Supplied text START

Throughout Northeast Ohio, they found hospitality from strangers who were eager to assist. A few well-timed connections (and Setzer’s outgoing personality) helped Liu Fang land catering jobs at fundraisers for Refugee Response and then-mayoral candidate Justin Bibb. They also started making regular treks to the West Side to eat at Larder Delicatessen and Bakery, where they befriended chef Jeremy Umansky.
Larder was closed for two days each week, which gave them an idea: Could they borrow the space to try selling Liu Fang’s buns and other Chinese dishes?
“Hearing their story and how they were trying to rebuild here, we were open to hosting them indefinitely,” says Umansky, a James Beard nominee with a bit of a cult following. “It gave them time to get themselves out there, to build an audience and to make sure it was what they wanted to do here.”
It was. Liu Fang’s Sunday popup, aptly named Abundance, became an immediate hit. She sometimes sold up to 4,000 dumplings in a day, with a line that spilled down the block.
Soon, Abundance expanded to Mondays, and its menu expanded, too, staying true to Liu Fang’s Chinese roots while also incorporating local flavors.
In April, after a wildly successful residency at Larder, Abundance said goodbye to the popup life and moved into a home of its own. Chef Douglas Katz, owner of Amba and Zhug, offered them rental space in his diner in Cleveland Heights, also partially occupied by Rising Star Coffee Roasters.
(Photo by Daniel Lozada)
When you walk through the doors of Abundance’s and Rising Star’s shared diner space, it’s at first an almost jarringly peculiar combo: a kitschy, 1950s-era American diner serving up authentic, elegant Chinese food alongside minimalist, modern coffee. Once you’ve settled in, though, you realize how charmingly Cleveland it all is.

Supplied text END
Record extracts START

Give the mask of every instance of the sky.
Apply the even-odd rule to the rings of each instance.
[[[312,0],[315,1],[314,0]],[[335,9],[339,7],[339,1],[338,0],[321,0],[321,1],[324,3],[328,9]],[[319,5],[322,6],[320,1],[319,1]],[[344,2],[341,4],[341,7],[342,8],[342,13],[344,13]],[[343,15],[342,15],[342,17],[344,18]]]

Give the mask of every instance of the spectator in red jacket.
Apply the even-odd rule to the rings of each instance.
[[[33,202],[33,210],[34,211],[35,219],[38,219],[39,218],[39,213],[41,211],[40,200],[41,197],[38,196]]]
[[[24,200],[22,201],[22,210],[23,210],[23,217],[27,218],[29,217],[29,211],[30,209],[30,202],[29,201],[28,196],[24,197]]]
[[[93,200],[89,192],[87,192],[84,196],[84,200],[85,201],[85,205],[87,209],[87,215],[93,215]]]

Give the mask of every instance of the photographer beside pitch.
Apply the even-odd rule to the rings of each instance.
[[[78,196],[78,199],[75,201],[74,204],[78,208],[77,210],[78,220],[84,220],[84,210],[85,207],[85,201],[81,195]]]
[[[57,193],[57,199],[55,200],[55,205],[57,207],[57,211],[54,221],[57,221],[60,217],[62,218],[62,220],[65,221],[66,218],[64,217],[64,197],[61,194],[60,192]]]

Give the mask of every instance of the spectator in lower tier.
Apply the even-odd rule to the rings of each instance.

Record extracts END

Directions:
A. Sum up the text about Abundance in two sentences.
B. Please carry on the text about Abundance from its last sentence.
The listing has no connection to the text about Abundance.

Answers to the exercises:
A. With help from well-timed connections and Setzer's outgoing personality, Liu Fang catered fundraisers and then launched a Sunday popup called Abundance at Larder Delicatessen and Bakery, where chef Jeremy Umansky hosted them on the days it was closed. The popup became an immediate hit and expanded, and in April it moved into Chef Douglas Katz's diner in Cleveland Heights, a space shared with Rising Star Coffee Roasters.

B.
Liu Fang has adapted to cooking Chinese food in a kitchen outfitted with distinctly Western equipment, one with limited space and no woks. She’s also overcome a major initial challenge: lack of access to Sichuan peppercorn, a cornerstone of Chinese cuisine and an ingredient she couldn’t go without.
For decades, it was illegal to import to America because it carries a bacteria called citrus canker, which scars the peels of oranges.
The ban was lifted in 2004, but the way it’s stored and shipped changes its flavor and renders it more dried spice than fresh produce. Liu Fang, not content to use a subpar ingredient, took the initiative to create an alternative.
In their brewery days, they had partnered with Chinese farmers to change the way peppercorns were packaged and shipped, which enabled them to use it in their beers. In Ohio, Liu Fang reached out to those same farmers, who agreed to ship to her directly.
“Now she literally has the best source of Sichuan peppercorns in the world,” Umansky says. “That’s the kind of quality standard she’s set for her food.”
That level of excellence means that Abundance’s food is unparalleled. Now, she’s introducing local diners to a style of Chinese cuisine that previously hasn’t existed in Northeast Ohio — or anywhere in the U.S.
“One of the most exciting things for me is when people say they didn’t know that Chinese food could taste or look this way,” says Liu Fang, proud yet ever humble.